[Written instruction] Please transcribe the data below exactly. Leave the pictures out.

[Data for the task]
start
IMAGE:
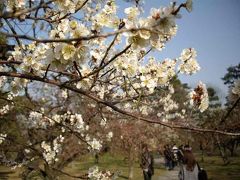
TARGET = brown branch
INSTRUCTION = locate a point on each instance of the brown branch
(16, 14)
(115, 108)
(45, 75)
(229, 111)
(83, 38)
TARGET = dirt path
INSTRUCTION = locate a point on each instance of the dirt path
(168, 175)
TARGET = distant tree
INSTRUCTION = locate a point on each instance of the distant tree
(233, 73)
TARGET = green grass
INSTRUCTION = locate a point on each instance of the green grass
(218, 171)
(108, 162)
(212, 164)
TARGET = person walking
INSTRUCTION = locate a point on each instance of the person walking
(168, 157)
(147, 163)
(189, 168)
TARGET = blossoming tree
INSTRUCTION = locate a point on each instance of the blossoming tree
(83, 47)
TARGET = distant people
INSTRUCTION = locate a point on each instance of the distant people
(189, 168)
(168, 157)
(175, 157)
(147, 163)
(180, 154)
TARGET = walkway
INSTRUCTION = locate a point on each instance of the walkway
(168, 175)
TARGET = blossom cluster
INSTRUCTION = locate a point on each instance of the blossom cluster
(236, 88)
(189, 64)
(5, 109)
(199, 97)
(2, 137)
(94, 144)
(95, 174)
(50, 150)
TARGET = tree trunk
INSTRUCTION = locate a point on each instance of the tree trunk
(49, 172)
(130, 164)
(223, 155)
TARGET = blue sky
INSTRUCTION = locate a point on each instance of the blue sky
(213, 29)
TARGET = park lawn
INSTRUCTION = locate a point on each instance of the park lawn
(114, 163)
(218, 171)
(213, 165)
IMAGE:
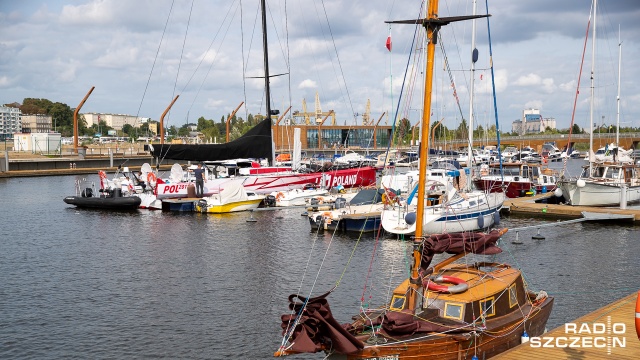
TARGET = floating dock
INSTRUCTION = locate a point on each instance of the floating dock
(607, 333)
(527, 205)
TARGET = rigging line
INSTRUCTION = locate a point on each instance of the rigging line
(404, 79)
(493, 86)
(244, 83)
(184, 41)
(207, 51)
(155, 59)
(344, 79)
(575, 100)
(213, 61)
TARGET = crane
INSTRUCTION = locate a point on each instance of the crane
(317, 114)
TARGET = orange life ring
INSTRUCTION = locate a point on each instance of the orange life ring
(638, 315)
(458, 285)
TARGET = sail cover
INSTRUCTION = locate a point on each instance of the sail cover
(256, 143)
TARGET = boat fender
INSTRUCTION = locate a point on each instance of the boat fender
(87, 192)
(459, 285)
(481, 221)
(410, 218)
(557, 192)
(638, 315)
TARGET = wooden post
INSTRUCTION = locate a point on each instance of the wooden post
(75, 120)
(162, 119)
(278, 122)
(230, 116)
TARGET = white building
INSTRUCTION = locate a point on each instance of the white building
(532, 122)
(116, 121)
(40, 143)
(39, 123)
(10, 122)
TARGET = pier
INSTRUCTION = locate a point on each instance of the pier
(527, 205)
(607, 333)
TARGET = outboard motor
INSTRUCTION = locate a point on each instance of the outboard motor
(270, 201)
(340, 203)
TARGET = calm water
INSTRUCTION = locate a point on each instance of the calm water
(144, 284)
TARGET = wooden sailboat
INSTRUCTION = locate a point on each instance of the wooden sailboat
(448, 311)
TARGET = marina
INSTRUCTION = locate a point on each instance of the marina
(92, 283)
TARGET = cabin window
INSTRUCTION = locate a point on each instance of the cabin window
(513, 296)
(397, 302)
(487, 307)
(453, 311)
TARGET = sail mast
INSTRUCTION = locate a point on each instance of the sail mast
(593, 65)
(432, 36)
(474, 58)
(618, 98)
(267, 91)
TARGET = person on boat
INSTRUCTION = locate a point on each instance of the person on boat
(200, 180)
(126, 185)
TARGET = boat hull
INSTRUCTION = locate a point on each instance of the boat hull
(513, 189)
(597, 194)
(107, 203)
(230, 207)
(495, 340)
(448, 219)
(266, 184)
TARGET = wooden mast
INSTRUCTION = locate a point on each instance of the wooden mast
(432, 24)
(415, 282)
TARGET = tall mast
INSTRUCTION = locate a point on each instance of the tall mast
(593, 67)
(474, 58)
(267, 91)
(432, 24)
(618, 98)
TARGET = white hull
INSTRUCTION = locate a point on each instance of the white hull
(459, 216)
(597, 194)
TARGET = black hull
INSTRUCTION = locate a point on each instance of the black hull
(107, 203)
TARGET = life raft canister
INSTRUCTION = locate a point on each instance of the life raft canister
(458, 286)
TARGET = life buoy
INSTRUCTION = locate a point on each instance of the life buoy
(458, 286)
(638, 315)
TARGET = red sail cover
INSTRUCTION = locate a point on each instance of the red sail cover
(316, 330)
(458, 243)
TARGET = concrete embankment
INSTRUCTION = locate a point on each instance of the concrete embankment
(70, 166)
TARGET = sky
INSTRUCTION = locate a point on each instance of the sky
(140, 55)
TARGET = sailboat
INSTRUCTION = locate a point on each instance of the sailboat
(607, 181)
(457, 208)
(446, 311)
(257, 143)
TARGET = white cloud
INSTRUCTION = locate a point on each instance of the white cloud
end
[The completed task]
IMAGE:
TARGET = brown branch
INSTRUCTION = locate a point on each instance of the brown branch
(16, 14)
(115, 108)
(45, 75)
(229, 111)
(83, 38)
TARGET = dirt path
INSTRUCTION = locate a point on each instance of the dirt path
(168, 175)
TARGET = distant tree
INSTRUCTION = locate a point on each instance of the distant tree
(233, 73)
TARGET = green grass
INSTRUCTION = locate a point on each instance of the green grass
(218, 171)
(108, 162)
(212, 164)
TARGET = person walking
INSTRUCTION = locate a point on each instance of the person walking
(168, 157)
(147, 163)
(189, 168)
TARGET = blossoming tree
INSTRUCTION = locate a point on each instance of the blossoming tree
(83, 47)
TARGET = distant people
INSTRUCTION = locate a point on each instance of the distant people
(189, 168)
(168, 157)
(175, 157)
(147, 163)
(180, 154)
TARGET = walkway
INSTRUCTION = locate a point on each instance of the walkway
(168, 175)
TARGET = blossom cluster
INSTRUCTION = locate a point on each instance of the blossom cluster
(236, 88)
(189, 64)
(5, 109)
(199, 97)
(2, 137)
(94, 144)
(95, 174)
(50, 150)
TARGET = tree trunk
INSTRUCTION = locate a point on each instance of the tree trunk
(49, 172)
(130, 164)
(223, 155)
TARGET = blue sky
INSTRUCTION = locate a point on each instance of the blue sky
(213, 29)
TARGET = park lawn
INSTRUCTION = locate a point on each instance of the park lawn
(114, 163)
(218, 171)
(213, 165)
IMAGE:
TARGET = floating dock
INSTRUCTION = locate a point on each instance of the floating dock
(607, 333)
(527, 205)
TARGET = rigging line
INSTRUCTION = locate a point on each instance of the rigging line
(404, 79)
(493, 86)
(244, 83)
(184, 41)
(207, 51)
(155, 59)
(344, 79)
(575, 100)
(213, 61)
TARGET = crane
INSTRUCTION = locate a point on each instance of the crane
(317, 114)
TARGET = orange life ring
INSTRUCTION = locate a point on each instance of the orange life ring
(638, 315)
(458, 285)
TARGET = sail cover
INSTRUCTION = locate a point on each instance of the sail cover
(256, 143)
TARGET = boat fender
INSTRUCTION = locate a point on each instance of the boat fender
(87, 192)
(459, 285)
(481, 221)
(410, 218)
(557, 192)
(638, 315)
TARGET = wooden post
INSTRUCTION = locate a point on each instance of the wooden post
(75, 120)
(162, 119)
(278, 122)
(230, 116)
TARGET = white building
INSTRUCTION = locate a point on each instance of the white building
(532, 122)
(116, 121)
(40, 143)
(39, 123)
(10, 122)
TARGET = pier
INSTRUCTION = locate a point on each instance of the pier
(527, 205)
(607, 333)
TARGET = outboard motor
INSTRUCTION = locate a point on each instance of the outboard motor
(270, 201)
(340, 203)
TARGET = calm water
INSTRUCTION = locate a point on each instance of the calm water
(144, 284)
TARGET = wooden sailboat
INSTRUCTION = locate a point on each instance of the wooden sailboat
(448, 311)
TARGET = marina
INSTRUCTION = locate a point on each instance of the marina
(92, 283)
TARGET = cabin window
INSTRUCTION = locate a point on each instance of the cabin window
(513, 296)
(397, 302)
(487, 307)
(453, 311)
TARGET = sail mast
INSTRUCTION = locate a point on each instance of the sail mast
(593, 65)
(432, 36)
(474, 58)
(618, 98)
(267, 91)
TARGET = person on boat
INSTRUCTION = locate a point on each instance of the person on boat
(200, 180)
(126, 185)
TARGET = boat hull
INSTRUCTION = locate a point on each instance of the boat hull
(513, 189)
(597, 194)
(107, 203)
(230, 207)
(495, 340)
(448, 219)
(266, 184)
TARGET = wooden mast
INSTRUCTION = locate a point on each instance of the wooden mast
(432, 24)
(415, 282)
TARGET = tall mast
INSTRUCTION = locate a point on each instance of the tall mast
(593, 67)
(474, 58)
(267, 91)
(432, 24)
(618, 98)
TARGET = white hull
INSTRUCTION = locate a point on each instance of the white hull
(459, 216)
(597, 194)
TARGET = black hull
INSTRUCTION = locate a point on each instance of the black hull
(107, 203)
TARGET = life raft canister
INSTRUCTION = locate a point on each instance of the life raft canister
(458, 286)
TARGET = life buoy
INSTRUCTION = locate a point on each instance of the life buoy
(458, 286)
(638, 315)
TARGET = red sail cover
INSTRUCTION = locate a point on each instance of the red sail cover
(316, 330)
(458, 243)
TARGET = concrete embankment
INSTRUCTION = locate a point on each instance of the concrete embankment
(70, 166)
TARGET = sky
INSTRUCTION = locate a point on each instance of the sky
(140, 55)
TARGET = sailboat
INSTRUCTION = locate a point on each instance of the sailboat
(607, 181)
(457, 208)
(446, 311)
(257, 143)
TARGET = white cloud
INSTRUCTION = locate a point on each instance of the white cloud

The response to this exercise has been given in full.